TASK INSTRUCTIONS:
Print every record below exactly as written.

■ ■ ■ ■ ■ ■ ■

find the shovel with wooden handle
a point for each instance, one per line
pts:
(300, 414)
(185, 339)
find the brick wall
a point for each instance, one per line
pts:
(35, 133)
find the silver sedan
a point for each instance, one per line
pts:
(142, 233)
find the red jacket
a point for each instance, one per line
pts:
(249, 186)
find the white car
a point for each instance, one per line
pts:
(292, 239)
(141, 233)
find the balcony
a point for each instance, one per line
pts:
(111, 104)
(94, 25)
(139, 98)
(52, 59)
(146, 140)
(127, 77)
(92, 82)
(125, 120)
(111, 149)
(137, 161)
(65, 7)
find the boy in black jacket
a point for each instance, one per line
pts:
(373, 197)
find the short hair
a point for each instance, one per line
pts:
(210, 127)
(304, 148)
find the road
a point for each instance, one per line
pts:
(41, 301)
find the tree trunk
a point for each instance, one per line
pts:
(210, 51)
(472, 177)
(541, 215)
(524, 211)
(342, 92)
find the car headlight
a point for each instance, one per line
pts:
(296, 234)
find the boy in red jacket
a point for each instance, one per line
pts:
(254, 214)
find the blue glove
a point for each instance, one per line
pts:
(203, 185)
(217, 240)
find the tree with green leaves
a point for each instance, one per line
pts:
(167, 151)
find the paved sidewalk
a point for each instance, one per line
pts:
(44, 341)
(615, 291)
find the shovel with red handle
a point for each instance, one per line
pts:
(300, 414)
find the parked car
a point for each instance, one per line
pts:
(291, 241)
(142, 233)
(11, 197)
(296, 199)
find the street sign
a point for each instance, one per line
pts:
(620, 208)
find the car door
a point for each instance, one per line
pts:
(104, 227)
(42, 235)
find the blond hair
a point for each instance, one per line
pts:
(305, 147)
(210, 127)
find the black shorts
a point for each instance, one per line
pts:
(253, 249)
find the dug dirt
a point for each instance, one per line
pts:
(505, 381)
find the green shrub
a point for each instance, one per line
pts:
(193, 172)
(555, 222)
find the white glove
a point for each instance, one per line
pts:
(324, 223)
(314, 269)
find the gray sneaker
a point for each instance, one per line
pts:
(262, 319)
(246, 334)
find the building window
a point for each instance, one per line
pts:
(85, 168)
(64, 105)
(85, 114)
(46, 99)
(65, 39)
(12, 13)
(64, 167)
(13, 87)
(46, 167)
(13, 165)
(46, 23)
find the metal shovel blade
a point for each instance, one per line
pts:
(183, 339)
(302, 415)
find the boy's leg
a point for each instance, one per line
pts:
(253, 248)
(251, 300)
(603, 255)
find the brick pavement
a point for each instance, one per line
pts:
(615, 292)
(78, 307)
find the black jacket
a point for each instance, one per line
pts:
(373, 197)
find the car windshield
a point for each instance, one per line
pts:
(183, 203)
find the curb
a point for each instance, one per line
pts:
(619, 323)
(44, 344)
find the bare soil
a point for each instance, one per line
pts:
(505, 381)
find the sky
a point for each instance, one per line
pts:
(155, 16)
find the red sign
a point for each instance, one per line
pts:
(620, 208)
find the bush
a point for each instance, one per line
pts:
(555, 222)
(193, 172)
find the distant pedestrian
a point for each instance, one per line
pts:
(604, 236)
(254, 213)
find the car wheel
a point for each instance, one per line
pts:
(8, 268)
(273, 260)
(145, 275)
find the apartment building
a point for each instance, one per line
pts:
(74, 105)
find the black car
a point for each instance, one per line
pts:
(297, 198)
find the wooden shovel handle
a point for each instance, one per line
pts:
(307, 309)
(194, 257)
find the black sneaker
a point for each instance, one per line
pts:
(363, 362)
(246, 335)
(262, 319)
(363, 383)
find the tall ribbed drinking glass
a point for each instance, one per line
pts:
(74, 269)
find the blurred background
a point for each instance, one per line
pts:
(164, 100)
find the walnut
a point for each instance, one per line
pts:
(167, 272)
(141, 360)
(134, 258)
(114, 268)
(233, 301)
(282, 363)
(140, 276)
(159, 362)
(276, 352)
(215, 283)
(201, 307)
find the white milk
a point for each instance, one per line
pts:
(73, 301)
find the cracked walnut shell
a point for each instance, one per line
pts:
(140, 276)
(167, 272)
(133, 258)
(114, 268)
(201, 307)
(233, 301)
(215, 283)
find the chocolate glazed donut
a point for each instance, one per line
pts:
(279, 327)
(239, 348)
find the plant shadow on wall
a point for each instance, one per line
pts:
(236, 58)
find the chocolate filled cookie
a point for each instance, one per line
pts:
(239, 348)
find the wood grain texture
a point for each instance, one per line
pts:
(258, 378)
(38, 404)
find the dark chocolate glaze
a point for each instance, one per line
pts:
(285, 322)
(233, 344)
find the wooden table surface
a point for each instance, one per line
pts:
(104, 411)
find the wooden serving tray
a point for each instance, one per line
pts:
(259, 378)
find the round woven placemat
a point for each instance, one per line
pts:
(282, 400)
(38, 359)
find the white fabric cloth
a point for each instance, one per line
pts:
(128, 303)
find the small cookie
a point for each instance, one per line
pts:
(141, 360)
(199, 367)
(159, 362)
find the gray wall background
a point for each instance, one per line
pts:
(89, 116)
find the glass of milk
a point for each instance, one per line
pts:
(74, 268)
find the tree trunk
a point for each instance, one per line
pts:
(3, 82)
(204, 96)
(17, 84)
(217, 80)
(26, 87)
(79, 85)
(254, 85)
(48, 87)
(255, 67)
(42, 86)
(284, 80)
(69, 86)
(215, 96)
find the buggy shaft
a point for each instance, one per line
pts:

■ ■ ■ ■ ■ ■ ■

EXERCISE RESULT:
find the shovel with wooden handle
a point for each instance, one per line
pts:
(300, 414)
(185, 339)
find the brick wall
a point for each instance, one per line
pts:
(35, 133)
find the silver sedan
a point for each instance, one per line
pts:
(142, 233)
find the red jacket
a point for each instance, one per line
pts:
(249, 186)
find the white car
a point for each instance, one per line
pts:
(292, 239)
(141, 233)
find the balcony
a point for each instance, one per line
pts:
(111, 104)
(94, 25)
(139, 98)
(52, 59)
(146, 140)
(127, 77)
(92, 82)
(125, 120)
(111, 149)
(137, 161)
(65, 7)
find the boy in black jacket
a point for each instance, one per line
pts:
(373, 197)
find the short hair
a point for each instance, one per line
pts:
(210, 127)
(304, 148)
find the road
a point for each instance, one per line
pts:
(41, 301)
find the tree trunk
a point for each instance, one per line
pts:
(210, 51)
(472, 177)
(541, 215)
(524, 211)
(342, 92)
find the car headlight
a point for each instance, one per line
pts:
(296, 234)
find the boy in red jacket
a point for each instance, one per line
pts:
(254, 214)
find the blue glove
a point for each instance, one per line
pts:
(203, 185)
(217, 240)
find the tree with green leaves
a point for each instance, one per line
pts:
(167, 151)
find the paved sidewalk
a point for each instance, one per line
pts:
(44, 341)
(615, 291)
find the shovel with red handle
a point for each instance, one per line
pts:
(300, 414)
find the parked car
a point for each instance, one per line
pts:
(291, 241)
(142, 233)
(11, 197)
(296, 199)
find the street sign
a point for each instance, one per line
pts:
(620, 208)
find the car door
a point for each instance, one per line
pts:
(104, 227)
(42, 235)
find the blond hair
a point for each instance, one per line
pts:
(305, 147)
(210, 127)
find the black shorts
a point for each instance, one per line
pts:
(253, 249)
find the dug dirt
a point for each instance, one per line
pts:
(505, 381)
find the green shrub
a point for each instance, one per line
pts:
(193, 172)
(555, 222)
find the white glove
a point for each instance, one per line
pts:
(324, 223)
(314, 269)
find the gray sneaker
a point for each instance, one per line
pts:
(262, 319)
(246, 334)
find the building window
a point for each instance, one per line
pts:
(85, 168)
(64, 105)
(85, 114)
(46, 99)
(65, 39)
(12, 13)
(64, 167)
(13, 87)
(46, 167)
(13, 165)
(46, 23)
find the metal shovel blade
a point for each instance, one per line
pts:
(183, 339)
(302, 415)
find the boy's leg
a point for each instance, one per line
pts:
(253, 248)
(251, 300)
(603, 255)
find the brick pavement
a point for each instance, one per line
pts:
(615, 292)
(78, 307)
find the black jacket
a point for each instance, one per line
pts:
(373, 197)
find the car windshield
a point for each instance, one per line
pts:
(183, 203)
find the curb
a point for each instance, one per line
pts:
(619, 323)
(44, 344)
find the bare soil
a point for each instance, one per line
pts:
(505, 381)
find the sky
a point for each instance, one per line
pts:
(155, 16)
find the red sign
a point for each instance, one per line
pts:
(620, 208)
find the bush
a point for each instance, one per line
pts:
(555, 222)
(193, 172)
find the distant pedestrian
a point for each instance, one per line
pts:
(604, 236)
(254, 213)
find the car wheel
a point for each instance, one per line
pts:
(8, 268)
(273, 260)
(145, 275)
find the apartment building
a point for each instance, one per line
pts:
(74, 105)
find the black car
a point for each instance, one per line
pts:
(297, 198)
find the wooden shovel handle
a point for each instance, one per line
pts:
(307, 309)
(194, 257)
find the black sneaker
a point for each instance, one per line
pts:
(363, 362)
(246, 335)
(262, 319)
(363, 383)
find the tall ribbed drinking glass
a point for each instance, one per line
pts:
(74, 269)
find the blurred background
a point for each instance, one per line
pts:
(164, 100)
find the walnut
a point for each instance, one per line
pts:
(167, 272)
(141, 360)
(134, 258)
(114, 268)
(233, 301)
(282, 363)
(140, 276)
(159, 362)
(276, 352)
(215, 283)
(201, 307)
find the white milk
a point for each instance, one per line
pts:
(73, 301)
find the cracked walnut shell
a point for each instance, one per line
pts:
(140, 276)
(167, 272)
(133, 258)
(114, 268)
(201, 307)
(233, 301)
(215, 283)
find the chocolate glazed donut
a point for each instance, one per line
pts:
(279, 327)
(239, 348)
find the plant shadow on wall
a point for each instance, one per line
pts:
(236, 58)
find the chocolate filled cookie
a point for each instance, one per line
pts:
(239, 348)
find the wood grain texture
a point for each instance, one per line
pts:
(258, 378)
(38, 404)
find the dark chocolate glaze
a point for each instance, one per line
pts:
(285, 322)
(233, 344)
find the wooden table surface
a point for each instance, one per line
pts:
(104, 411)
find the wooden serving tray
a point for each instance, one per line
pts:
(259, 378)
find the round woven placemat
a point for each instance, one per line
pts:
(282, 400)
(38, 359)
find the white fabric cloth
a point for each instance, one per line
pts:
(128, 303)
find the small cookie
a point for each instance, one per line
pts:
(141, 360)
(199, 367)
(159, 362)
find the gray wall background
a point for each instance, one per line
pts:
(89, 116)
find the glass of milk
a point for each instance, one per line
pts:
(74, 268)
find the tree trunk
a point for each instance, one per line
pts:
(3, 82)
(204, 96)
(17, 84)
(217, 80)
(26, 87)
(79, 85)
(254, 85)
(48, 87)
(255, 67)
(42, 86)
(284, 80)
(69, 86)
(215, 96)
find the buggy shaft
a point for each instance, one per line
pts:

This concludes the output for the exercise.